■ CYTOWANY FRAGMENT:
+--

Przedstawiciele firmy MOWI nie chcieli spotkać się z Solidarnością. "To lekceważenie. My tego tak nie zostawimy!"
Przedstawiciele Solidarności podjęli próbę wręczenia pisma skierowanego do członka Zarządu MOWI Sławomira Stochniałka oraz prezesa zarządu MOWI Europe Johna Paula Mcginleya. Niestety, przedstawiciele spółki nie spotkali się ze związkowcami. Ostatecznie pismo zostało doręczone przez naszego kolegę z "Tygodnika Solidarność".
– Tak wygląda dialog w firmie MOWI. Firma transnarodowa z kapitałem norweskim zabrania przedstawicielom związków zawodowych złożyć stosowne pisma. To jest lekceważenie i my tego tak nie zostawimy. O całej sprawie zostaną poinformowane związki zawodowe w Norwegii w branży spożywczej, uruchomimy również nasze struktury europejskie EFAT z siedzibą w Brukseli i światowe struktury branży spożywczej w Genewie. To karygodne, że firma MOWI boi się spotkać z przedstawicielami pracowników! – mówił do zgromadzonych przewodniczący Zbigniew Sikorski.

+--

■ WYCIĄG Z DANYCH:
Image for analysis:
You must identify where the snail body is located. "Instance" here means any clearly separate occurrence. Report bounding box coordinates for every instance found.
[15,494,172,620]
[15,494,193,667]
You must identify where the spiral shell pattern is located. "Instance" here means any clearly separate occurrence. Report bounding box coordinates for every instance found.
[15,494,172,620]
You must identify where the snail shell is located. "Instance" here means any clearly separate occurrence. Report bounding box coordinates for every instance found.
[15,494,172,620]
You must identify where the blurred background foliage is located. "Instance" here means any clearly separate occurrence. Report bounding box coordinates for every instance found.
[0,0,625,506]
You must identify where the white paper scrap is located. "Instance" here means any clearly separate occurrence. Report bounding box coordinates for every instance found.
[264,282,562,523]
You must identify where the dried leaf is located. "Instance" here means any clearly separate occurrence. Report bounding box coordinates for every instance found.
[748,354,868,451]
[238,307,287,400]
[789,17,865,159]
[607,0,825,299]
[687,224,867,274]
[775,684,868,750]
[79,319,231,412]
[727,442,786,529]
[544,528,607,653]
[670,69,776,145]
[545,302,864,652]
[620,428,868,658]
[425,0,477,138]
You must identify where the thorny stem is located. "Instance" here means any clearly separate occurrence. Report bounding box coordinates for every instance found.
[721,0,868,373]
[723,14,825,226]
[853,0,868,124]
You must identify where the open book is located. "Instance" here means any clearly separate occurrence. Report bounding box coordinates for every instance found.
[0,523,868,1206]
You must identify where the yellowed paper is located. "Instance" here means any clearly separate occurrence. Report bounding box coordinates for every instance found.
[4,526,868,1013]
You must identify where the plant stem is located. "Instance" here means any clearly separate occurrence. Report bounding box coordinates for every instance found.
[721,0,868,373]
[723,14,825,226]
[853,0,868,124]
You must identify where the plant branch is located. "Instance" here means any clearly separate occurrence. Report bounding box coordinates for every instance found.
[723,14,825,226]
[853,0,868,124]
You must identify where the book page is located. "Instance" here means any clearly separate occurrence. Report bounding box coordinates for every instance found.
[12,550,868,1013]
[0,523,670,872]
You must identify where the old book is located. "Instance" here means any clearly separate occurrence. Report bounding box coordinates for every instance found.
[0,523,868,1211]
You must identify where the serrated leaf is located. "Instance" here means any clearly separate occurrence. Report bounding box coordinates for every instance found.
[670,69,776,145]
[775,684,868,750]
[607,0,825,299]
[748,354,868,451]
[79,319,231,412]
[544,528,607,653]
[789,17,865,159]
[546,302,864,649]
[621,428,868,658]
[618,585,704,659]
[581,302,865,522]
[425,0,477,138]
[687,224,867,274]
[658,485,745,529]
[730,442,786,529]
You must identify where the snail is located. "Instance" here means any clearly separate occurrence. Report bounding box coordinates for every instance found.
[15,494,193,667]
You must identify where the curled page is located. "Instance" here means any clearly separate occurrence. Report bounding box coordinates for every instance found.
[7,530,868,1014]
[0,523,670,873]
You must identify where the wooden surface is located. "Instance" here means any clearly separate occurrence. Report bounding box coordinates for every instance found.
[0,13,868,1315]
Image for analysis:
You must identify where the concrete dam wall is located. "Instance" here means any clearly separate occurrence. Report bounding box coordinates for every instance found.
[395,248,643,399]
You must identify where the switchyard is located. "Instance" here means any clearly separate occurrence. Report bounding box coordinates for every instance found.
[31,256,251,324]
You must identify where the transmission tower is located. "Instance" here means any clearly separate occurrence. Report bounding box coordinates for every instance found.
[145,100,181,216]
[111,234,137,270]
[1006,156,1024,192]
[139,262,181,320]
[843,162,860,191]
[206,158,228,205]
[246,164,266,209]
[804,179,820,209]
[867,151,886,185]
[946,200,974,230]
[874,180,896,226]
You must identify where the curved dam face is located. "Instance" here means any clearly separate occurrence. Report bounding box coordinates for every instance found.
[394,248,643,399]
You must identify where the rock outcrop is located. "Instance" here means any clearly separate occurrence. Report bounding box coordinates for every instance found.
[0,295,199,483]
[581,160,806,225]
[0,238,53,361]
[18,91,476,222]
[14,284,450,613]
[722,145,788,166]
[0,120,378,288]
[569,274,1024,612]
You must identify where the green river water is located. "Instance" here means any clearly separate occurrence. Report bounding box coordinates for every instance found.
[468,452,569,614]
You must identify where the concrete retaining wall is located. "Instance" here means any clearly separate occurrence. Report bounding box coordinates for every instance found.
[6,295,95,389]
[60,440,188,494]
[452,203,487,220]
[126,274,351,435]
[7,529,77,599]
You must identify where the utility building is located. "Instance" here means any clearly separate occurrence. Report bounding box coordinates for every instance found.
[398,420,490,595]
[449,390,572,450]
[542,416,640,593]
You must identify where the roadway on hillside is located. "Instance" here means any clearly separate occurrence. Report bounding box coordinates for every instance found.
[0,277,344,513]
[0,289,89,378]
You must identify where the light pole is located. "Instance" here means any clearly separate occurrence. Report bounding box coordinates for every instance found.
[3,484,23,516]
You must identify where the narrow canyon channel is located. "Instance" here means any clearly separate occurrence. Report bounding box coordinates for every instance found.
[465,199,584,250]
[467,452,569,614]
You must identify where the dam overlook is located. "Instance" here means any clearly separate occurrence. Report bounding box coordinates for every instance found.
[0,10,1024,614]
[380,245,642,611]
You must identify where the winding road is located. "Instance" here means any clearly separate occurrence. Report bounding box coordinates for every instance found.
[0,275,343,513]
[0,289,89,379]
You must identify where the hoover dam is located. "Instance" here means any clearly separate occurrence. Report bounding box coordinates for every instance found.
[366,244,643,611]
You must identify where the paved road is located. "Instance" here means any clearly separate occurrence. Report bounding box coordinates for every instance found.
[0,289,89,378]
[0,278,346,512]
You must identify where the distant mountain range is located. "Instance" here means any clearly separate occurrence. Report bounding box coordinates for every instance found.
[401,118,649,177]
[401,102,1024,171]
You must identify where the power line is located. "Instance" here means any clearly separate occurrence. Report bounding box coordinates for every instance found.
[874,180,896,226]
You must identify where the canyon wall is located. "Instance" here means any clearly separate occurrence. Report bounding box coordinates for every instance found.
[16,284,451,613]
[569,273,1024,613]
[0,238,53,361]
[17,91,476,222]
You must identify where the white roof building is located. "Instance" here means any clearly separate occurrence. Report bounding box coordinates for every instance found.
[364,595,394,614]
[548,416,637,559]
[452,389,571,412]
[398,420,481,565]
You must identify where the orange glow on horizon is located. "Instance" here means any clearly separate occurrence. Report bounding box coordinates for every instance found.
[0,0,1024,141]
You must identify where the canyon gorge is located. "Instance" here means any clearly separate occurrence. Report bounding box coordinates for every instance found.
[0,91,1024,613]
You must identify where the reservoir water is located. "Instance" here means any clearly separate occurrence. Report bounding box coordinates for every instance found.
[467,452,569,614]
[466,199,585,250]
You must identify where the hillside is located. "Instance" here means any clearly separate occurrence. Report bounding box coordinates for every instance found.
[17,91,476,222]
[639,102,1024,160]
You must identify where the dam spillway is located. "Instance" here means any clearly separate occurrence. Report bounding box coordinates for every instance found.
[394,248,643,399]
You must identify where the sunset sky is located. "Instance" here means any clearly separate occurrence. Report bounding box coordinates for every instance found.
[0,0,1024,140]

+--

■ OPIS ZADANIA:
Odpowiedz krótko na pytania do tekstu o firmie MOWI:
1. Do kogo było skierowane pismo Solidarności?
2. Kto ostatecznie doręczył pismo?
3. W jakim mieście mają siedzibę europejskie struktury EFAT?
Pozycje nie mają tu żadnego znaczenia.

■ ODPOWIEDŹ:
1. Do członka Zarządu MOWI Sławomira Stochniałka oraz prezesa zarządu MOWI Europe Johna Paula Mcginleya.
2. Kolega z "Tygodnika Solidarność".
3. W Brukseli.